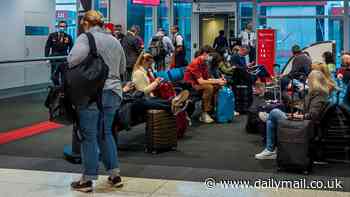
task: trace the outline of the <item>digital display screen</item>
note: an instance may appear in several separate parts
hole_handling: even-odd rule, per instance
[[[160,0],[132,0],[133,4],[158,6]]]

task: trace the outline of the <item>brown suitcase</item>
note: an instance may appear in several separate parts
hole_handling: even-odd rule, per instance
[[[176,118],[164,110],[149,110],[146,118],[146,152],[174,150],[177,147]]]

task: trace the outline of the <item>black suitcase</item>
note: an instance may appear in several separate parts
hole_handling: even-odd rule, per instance
[[[248,85],[236,85],[234,87],[236,111],[246,114],[253,103],[253,91]]]
[[[294,96],[292,96],[292,103],[294,103]],[[292,110],[292,114],[293,112]],[[304,110],[303,114],[305,114]],[[278,171],[309,174],[313,167],[313,158],[310,153],[314,136],[314,123],[311,120],[291,118],[279,121],[277,126]]]
[[[148,153],[174,150],[177,147],[176,117],[164,110],[148,110],[146,149]]]
[[[282,120],[277,128],[278,170],[303,172],[312,170],[310,144],[314,128],[311,120]]]

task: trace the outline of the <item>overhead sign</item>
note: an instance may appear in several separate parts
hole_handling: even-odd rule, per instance
[[[276,31],[274,29],[257,30],[257,41],[257,63],[263,65],[273,76],[276,59]]]
[[[160,0],[132,0],[133,4],[159,6]]]
[[[218,13],[218,12],[235,12],[235,2],[215,2],[215,3],[193,3],[192,4],[194,13]]]

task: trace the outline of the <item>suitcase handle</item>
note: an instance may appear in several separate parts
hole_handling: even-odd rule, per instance
[[[294,85],[293,85],[293,78],[292,78],[292,116],[288,117],[288,120],[292,120],[292,121],[303,121],[305,120],[305,105],[306,105],[306,75],[304,73],[295,73],[295,75],[299,75],[299,80],[304,80],[304,88],[303,88],[303,93],[304,93],[304,98],[303,98],[303,109],[302,109],[302,115],[303,118],[299,119],[299,118],[294,118],[293,114],[294,114],[294,93],[295,93],[295,89],[294,89]]]

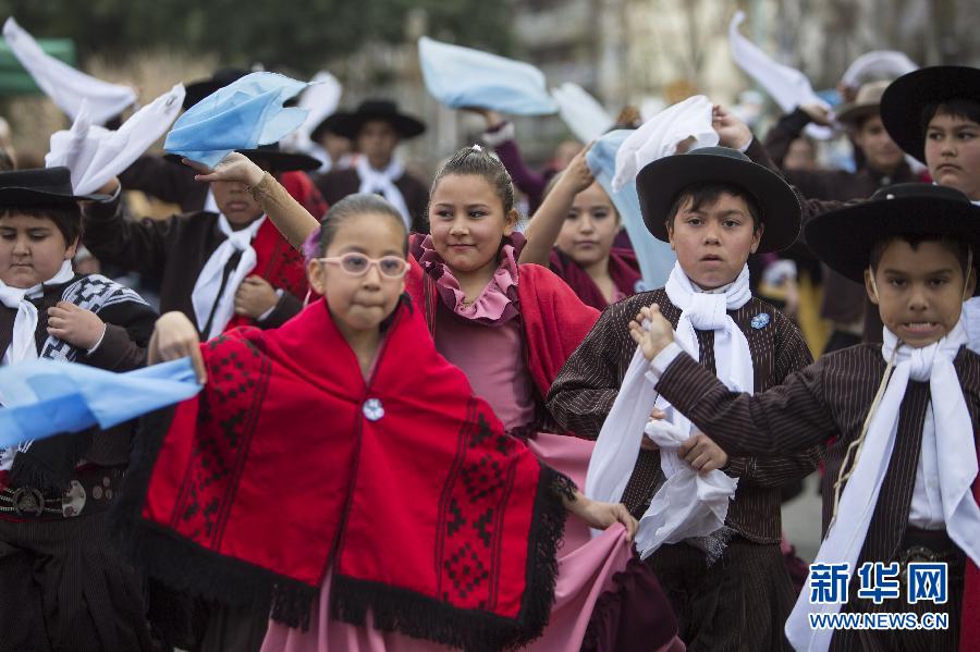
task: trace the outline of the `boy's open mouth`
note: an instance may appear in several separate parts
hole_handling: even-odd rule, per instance
[[[907,321],[902,328],[915,335],[928,335],[939,327],[936,321]]]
┄┄┄┄┄┄┄┄┄┄
The material above must be printed exactly, with its pictures left out.

task: trace the outline of the <item>digital display screen</item>
note: an instance may appear in several separate parts
hole_handling: even-odd rule, per instance
[[[160,0],[132,0],[133,4],[158,6]]]

task: trace the outline of the <item>brown suitcase</item>
note: an instance may appear in several separate parts
hole_handling: even-odd rule, per instance
[[[176,118],[164,110],[149,110],[146,118],[146,152],[174,150],[177,147]]]

task: trace the outline of the <item>black suitcase</item>
note: an instance may appear in several separate parts
hole_handling: even-odd rule, per instance
[[[248,85],[236,85],[234,87],[236,111],[246,114],[253,103],[253,91]]]
[[[294,96],[292,96],[292,103],[294,103]],[[292,110],[292,114],[293,112]],[[304,110],[303,114],[305,114]],[[278,171],[309,174],[313,167],[313,158],[310,153],[314,136],[314,123],[311,120],[291,118],[279,121],[277,126]]]
[[[148,153],[174,150],[177,147],[176,117],[164,110],[148,110],[146,149]]]
[[[282,120],[277,128],[278,170],[303,172],[312,170],[310,144],[314,128],[311,120]]]

task: trace the outline of the <item>overhead sign</item>
note: an instance may appear in several separate parts
hole_handling: even-odd rule, per instance
[[[276,31],[274,29],[257,30],[257,41],[257,63],[263,65],[273,76],[276,59]]]
[[[160,0],[132,0],[133,4],[159,6]]]
[[[218,13],[218,12],[235,12],[235,2],[215,2],[215,3],[193,3],[192,4],[194,13]]]

task: trace the outline of the <item>suitcase handle</item>
note: an instance may appear in several separate parts
hole_handling: even-odd rule, per instance
[[[294,85],[293,85],[293,78],[292,78],[292,116],[288,117],[288,120],[292,120],[292,121],[303,121],[305,120],[305,105],[306,105],[306,75],[304,73],[295,73],[295,75],[299,75],[299,80],[304,80],[304,88],[303,88],[303,93],[304,93],[304,98],[303,98],[303,109],[302,109],[302,115],[303,118],[299,119],[299,118],[294,118],[293,114],[294,114],[294,93],[295,93],[295,89],[294,89]]]

task: trace the outline of the `boy's open mouth`
note: an instance may appear in several separate parts
hole_handling: even-odd rule, per instance
[[[907,321],[902,328],[915,335],[928,335],[939,327],[936,321]]]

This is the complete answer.